Image location labeling entries
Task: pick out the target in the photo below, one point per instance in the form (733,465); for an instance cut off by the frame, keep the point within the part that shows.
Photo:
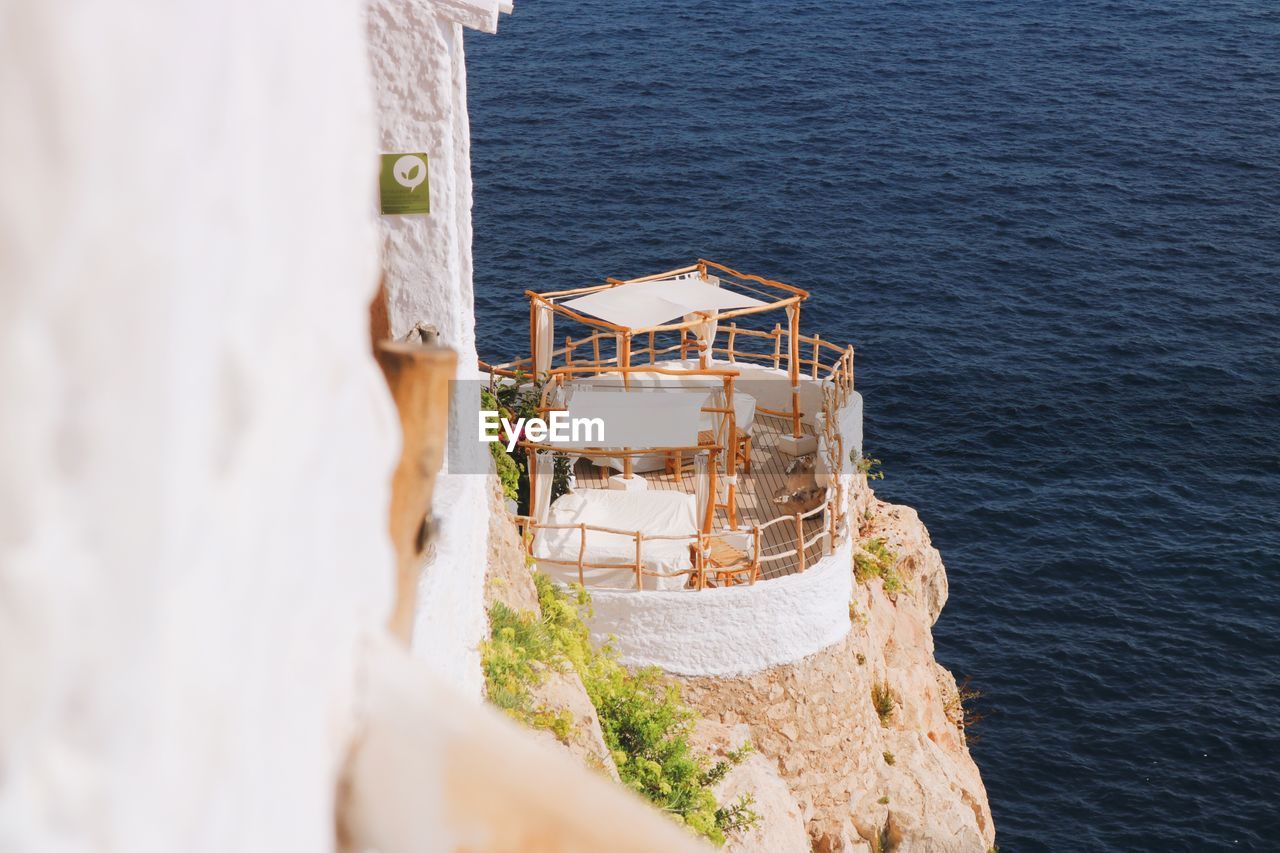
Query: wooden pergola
(777,296)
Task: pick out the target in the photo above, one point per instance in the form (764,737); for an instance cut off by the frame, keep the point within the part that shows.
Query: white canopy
(647,304)
(640,418)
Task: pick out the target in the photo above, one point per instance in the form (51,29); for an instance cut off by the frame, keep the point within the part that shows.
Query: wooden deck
(755,493)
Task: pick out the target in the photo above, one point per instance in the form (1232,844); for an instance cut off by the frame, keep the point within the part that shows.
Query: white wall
(195,445)
(420,89)
(732,630)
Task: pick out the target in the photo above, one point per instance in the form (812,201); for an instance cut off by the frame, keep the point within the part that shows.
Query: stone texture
(814,719)
(510,582)
(781,828)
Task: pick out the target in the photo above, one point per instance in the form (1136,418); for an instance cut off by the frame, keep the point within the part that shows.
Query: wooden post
(794,368)
(639,583)
(800,539)
(731,465)
(712,464)
(533,337)
(755,552)
(419,381)
(531,466)
(625,366)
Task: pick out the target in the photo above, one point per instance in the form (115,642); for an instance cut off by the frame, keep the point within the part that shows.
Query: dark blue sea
(1052,232)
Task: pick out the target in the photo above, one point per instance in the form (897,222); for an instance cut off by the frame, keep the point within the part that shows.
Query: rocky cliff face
(831,772)
(897,778)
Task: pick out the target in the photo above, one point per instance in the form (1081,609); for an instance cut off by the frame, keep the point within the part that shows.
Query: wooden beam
(419,381)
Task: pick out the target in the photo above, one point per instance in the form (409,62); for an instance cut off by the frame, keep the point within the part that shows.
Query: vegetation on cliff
(643,719)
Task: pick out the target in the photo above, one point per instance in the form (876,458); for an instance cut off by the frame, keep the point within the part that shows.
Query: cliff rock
(510,582)
(900,778)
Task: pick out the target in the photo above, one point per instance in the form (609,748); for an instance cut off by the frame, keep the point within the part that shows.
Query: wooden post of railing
(831,527)
(533,337)
(794,366)
(699,564)
(800,539)
(639,565)
(731,459)
(419,381)
(712,464)
(755,552)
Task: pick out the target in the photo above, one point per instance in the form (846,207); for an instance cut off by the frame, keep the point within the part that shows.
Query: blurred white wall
(195,445)
(419,69)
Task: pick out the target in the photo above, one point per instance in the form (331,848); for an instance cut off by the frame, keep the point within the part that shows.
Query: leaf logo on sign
(410,172)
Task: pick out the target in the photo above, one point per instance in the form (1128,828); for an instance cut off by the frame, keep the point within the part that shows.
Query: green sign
(403,185)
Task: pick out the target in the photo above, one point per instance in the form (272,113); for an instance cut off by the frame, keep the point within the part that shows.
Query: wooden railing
(745,570)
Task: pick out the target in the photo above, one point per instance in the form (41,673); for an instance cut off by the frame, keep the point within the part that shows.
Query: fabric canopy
(639,418)
(648,304)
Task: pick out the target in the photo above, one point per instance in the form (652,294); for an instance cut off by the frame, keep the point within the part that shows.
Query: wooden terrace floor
(755,493)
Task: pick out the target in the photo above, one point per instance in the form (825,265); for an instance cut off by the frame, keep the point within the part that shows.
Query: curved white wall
(732,630)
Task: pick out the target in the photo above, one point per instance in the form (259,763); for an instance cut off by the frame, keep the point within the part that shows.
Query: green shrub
(508,469)
(883,701)
(874,560)
(644,723)
(864,465)
(513,401)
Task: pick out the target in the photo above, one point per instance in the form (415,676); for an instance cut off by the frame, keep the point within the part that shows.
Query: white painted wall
(195,445)
(732,630)
(420,89)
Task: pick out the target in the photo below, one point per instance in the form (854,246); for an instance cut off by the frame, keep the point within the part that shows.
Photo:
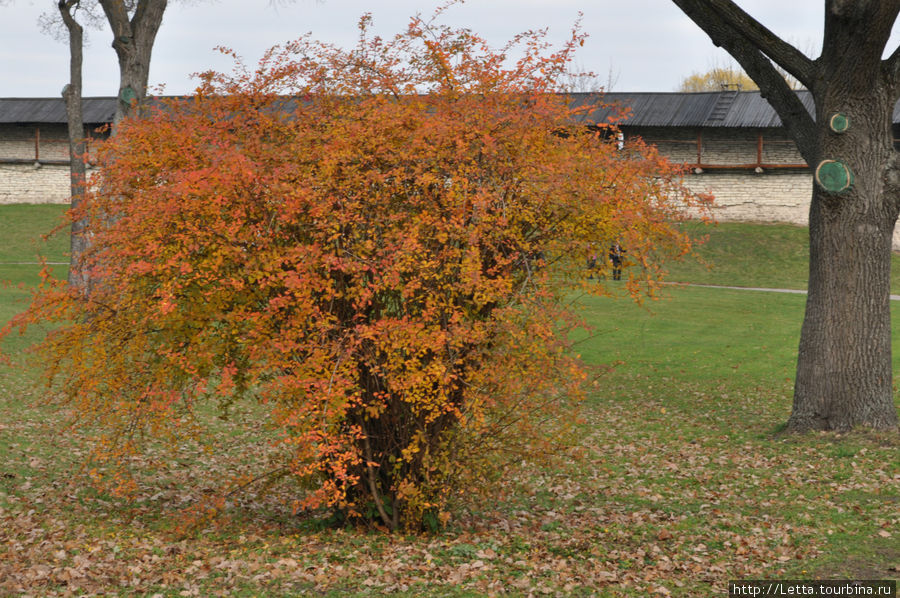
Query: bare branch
(789,58)
(744,47)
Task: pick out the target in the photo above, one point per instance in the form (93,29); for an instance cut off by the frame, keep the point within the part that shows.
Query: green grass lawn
(683,481)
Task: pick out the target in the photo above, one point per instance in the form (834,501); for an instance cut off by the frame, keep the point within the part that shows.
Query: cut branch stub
(834,176)
(839,123)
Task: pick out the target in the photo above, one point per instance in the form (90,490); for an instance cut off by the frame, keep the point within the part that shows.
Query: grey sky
(647,45)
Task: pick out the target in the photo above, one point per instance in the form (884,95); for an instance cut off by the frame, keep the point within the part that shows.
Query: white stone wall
(742,194)
(27,182)
(23,183)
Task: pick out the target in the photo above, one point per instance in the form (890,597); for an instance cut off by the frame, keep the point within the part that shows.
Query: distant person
(593,258)
(615,256)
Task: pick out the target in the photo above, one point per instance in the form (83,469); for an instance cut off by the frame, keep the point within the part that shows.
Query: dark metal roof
(743,109)
(705,109)
(53,110)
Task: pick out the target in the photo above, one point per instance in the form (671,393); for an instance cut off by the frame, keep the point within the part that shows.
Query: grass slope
(682,485)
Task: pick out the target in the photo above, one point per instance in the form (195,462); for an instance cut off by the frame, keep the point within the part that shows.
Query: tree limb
(743,39)
(779,51)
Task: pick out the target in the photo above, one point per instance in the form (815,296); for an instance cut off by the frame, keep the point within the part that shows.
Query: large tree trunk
(844,366)
(77,278)
(844,363)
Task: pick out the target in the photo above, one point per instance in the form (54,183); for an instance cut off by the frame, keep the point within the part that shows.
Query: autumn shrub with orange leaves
(379,246)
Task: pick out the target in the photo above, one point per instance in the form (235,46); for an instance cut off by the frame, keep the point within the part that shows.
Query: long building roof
(736,109)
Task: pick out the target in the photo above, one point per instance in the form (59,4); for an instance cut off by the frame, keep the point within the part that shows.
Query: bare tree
(77,145)
(844,375)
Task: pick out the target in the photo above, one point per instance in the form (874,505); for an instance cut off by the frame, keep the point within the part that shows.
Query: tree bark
(77,145)
(133,42)
(844,367)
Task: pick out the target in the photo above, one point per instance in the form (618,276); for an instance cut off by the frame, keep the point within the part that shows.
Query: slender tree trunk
(78,278)
(844,367)
(133,42)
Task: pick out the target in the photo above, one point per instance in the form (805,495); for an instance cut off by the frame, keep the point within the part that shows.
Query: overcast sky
(639,45)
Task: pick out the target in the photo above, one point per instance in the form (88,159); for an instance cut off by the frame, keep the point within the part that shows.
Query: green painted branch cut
(834,176)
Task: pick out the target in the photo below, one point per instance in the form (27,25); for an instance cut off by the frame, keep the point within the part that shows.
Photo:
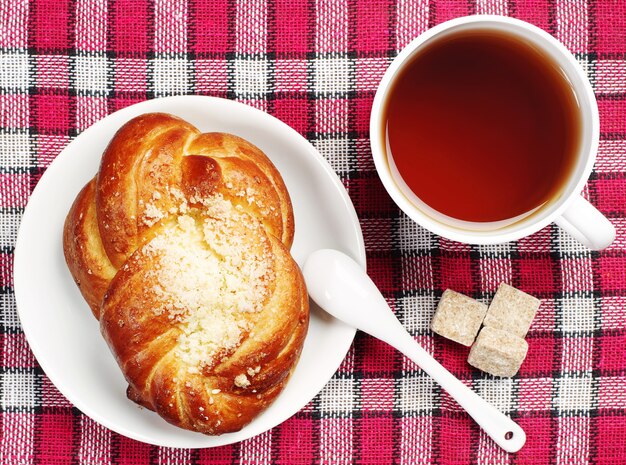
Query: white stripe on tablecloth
(411,21)
(331,26)
(95,443)
(256,450)
(491,7)
(572,20)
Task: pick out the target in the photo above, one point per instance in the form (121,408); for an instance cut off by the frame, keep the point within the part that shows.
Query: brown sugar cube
(511,310)
(458,317)
(498,352)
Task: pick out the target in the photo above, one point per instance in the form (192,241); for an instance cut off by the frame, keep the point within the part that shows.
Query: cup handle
(587,225)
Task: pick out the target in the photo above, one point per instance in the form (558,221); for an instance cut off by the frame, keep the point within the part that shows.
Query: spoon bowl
(342,288)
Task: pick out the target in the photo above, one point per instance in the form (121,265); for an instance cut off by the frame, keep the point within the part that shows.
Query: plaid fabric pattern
(315,64)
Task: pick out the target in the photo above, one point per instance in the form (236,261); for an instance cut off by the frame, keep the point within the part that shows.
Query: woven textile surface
(315,64)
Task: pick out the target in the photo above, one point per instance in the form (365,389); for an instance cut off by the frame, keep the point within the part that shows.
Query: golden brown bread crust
(180,246)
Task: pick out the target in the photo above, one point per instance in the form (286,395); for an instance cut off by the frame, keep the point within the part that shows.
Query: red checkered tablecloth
(315,64)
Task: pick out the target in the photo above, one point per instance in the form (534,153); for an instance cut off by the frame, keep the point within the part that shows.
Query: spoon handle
(501,428)
(342,288)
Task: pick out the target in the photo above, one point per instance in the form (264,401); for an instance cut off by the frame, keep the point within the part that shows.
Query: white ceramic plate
(64,335)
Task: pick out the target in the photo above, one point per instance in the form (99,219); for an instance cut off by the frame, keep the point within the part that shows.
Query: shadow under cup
(474,134)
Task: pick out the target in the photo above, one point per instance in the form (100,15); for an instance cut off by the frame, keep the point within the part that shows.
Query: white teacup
(570,211)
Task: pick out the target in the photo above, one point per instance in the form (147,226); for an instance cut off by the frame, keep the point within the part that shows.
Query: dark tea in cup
(482,126)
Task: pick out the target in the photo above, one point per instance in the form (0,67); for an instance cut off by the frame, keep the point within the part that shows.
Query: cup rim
(524,227)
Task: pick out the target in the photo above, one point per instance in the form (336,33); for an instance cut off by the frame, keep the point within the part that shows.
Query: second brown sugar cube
(458,317)
(511,310)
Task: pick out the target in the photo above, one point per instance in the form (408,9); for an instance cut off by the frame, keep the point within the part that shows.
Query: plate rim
(19,286)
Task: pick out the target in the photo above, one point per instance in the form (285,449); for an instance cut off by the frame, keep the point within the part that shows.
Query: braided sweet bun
(180,246)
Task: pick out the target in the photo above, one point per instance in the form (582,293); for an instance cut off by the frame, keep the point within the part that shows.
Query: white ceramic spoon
(341,287)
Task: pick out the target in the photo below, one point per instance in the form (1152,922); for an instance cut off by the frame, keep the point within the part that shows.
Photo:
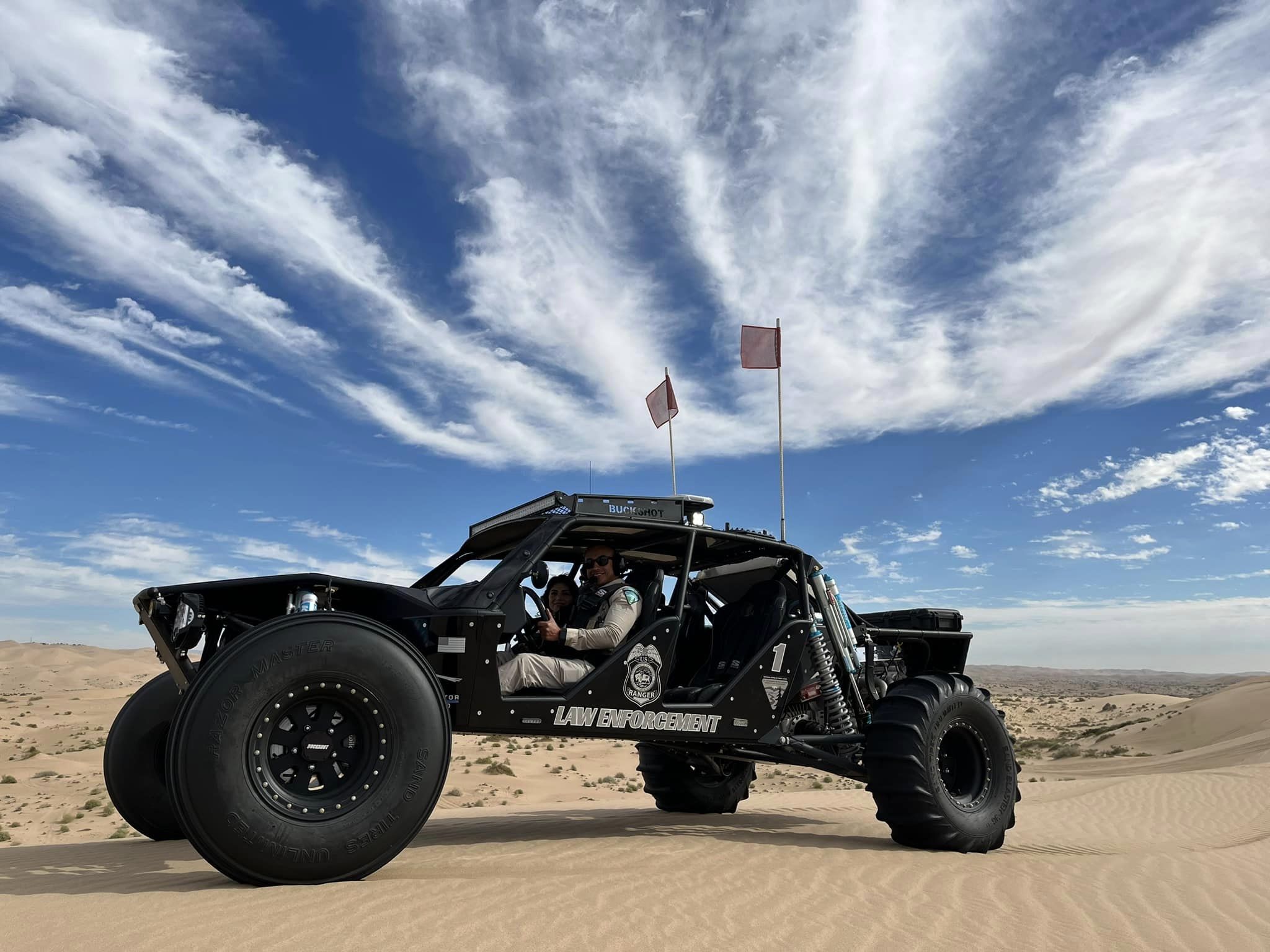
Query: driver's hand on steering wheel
(548,628)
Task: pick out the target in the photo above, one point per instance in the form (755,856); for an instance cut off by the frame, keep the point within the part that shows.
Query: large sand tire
(134,759)
(941,764)
(678,787)
(313,751)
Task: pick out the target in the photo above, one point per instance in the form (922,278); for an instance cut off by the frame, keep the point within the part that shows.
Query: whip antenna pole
(780,431)
(670,427)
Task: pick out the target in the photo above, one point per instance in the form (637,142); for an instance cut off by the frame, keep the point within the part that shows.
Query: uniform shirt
(611,622)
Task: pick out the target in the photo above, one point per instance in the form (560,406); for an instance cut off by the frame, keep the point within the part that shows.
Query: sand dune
(1157,852)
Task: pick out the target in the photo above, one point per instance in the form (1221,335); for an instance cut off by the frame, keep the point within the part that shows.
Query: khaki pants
(527,671)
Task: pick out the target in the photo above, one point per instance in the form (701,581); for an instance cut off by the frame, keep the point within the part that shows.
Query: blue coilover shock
(837,716)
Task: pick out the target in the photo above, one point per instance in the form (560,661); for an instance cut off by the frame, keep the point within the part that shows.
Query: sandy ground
(1145,824)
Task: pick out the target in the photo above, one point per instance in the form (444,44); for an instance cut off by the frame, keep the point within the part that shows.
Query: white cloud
(318,531)
(1259,574)
(1244,469)
(1148,472)
(768,177)
(123,337)
(798,161)
(869,562)
(930,535)
(1073,544)
(1222,470)
(1240,389)
(1124,633)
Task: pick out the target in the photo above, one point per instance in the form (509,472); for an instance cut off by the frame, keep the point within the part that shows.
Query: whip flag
(760,347)
(664,408)
(761,351)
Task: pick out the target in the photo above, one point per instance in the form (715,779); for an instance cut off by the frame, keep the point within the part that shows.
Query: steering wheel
(528,635)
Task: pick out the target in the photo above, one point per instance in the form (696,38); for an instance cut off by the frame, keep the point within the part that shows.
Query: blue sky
(315,286)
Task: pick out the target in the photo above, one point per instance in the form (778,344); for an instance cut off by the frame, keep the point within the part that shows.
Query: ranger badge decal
(643,674)
(775,689)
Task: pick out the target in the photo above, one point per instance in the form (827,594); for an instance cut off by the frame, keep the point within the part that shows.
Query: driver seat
(648,583)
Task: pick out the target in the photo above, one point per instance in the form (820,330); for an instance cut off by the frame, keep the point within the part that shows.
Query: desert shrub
(1109,728)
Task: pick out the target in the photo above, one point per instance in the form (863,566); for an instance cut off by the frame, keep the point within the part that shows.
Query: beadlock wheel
(321,748)
(964,764)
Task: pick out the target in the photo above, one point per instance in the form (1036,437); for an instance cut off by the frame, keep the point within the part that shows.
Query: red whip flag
(660,403)
(761,351)
(760,347)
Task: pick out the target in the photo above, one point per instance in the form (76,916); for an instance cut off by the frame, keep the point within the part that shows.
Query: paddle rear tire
(941,765)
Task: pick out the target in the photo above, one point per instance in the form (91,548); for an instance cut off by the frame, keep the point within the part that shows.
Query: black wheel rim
(722,774)
(964,764)
(319,749)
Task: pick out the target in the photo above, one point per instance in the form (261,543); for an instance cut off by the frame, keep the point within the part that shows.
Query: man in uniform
(607,609)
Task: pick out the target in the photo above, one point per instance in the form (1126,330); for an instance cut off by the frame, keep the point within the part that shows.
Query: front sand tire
(680,787)
(311,752)
(134,759)
(941,764)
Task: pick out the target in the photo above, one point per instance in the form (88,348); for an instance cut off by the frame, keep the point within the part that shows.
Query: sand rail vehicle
(309,738)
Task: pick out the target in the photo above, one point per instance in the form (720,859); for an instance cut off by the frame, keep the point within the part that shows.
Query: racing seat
(647,582)
(739,630)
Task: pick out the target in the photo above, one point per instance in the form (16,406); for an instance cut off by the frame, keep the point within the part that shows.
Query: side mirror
(540,575)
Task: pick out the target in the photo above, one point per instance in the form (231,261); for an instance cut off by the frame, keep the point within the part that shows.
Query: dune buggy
(310,739)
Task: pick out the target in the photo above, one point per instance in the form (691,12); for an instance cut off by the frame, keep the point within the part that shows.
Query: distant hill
(1101,681)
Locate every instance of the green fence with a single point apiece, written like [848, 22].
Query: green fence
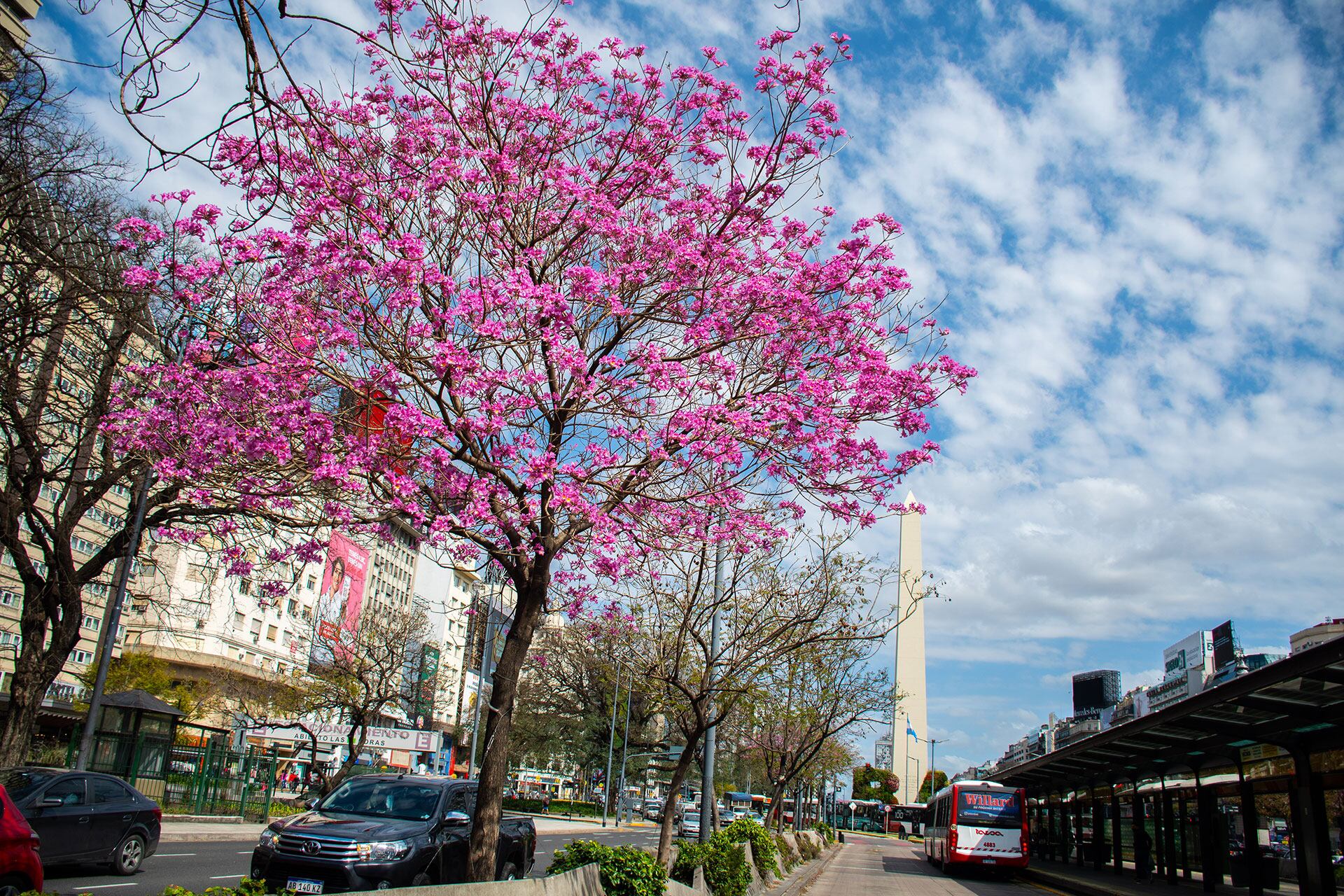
[203, 778]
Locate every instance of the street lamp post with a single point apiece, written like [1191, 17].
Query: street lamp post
[487, 654]
[610, 745]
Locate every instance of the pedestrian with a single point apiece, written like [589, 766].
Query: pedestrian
[1142, 852]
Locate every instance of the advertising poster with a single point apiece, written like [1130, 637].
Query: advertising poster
[1225, 648]
[339, 599]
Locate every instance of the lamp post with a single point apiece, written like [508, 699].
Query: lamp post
[487, 654]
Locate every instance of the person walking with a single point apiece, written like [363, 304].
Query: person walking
[1142, 852]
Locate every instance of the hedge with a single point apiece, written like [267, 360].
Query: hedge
[625, 871]
[724, 865]
[764, 852]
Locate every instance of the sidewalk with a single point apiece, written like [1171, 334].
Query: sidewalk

▸ Exercise goal
Take the line with "Locate every instance of the advertising" and all lines after it through the end of the records, and write them out exactly; include nothing else.

▸ Finished task
Locate every instance of the advertising poster with a single point apiece, written like [1130, 637].
Query: advertising poster
[1225, 648]
[339, 599]
Locate every instance of the lamp post with a single point apiece, written like [508, 699].
Query: lamp post
[487, 654]
Locate every instance of the person walking with a single point apiece, written like [363, 304].
Query: person walking
[1142, 852]
Locate every instance of the hedge with a single point apiece, written like [267, 360].
Query: hedge
[625, 871]
[724, 865]
[764, 852]
Locate every instance of the sidewalk with a single point apiece, written like [1171, 334].
Query: sidewalk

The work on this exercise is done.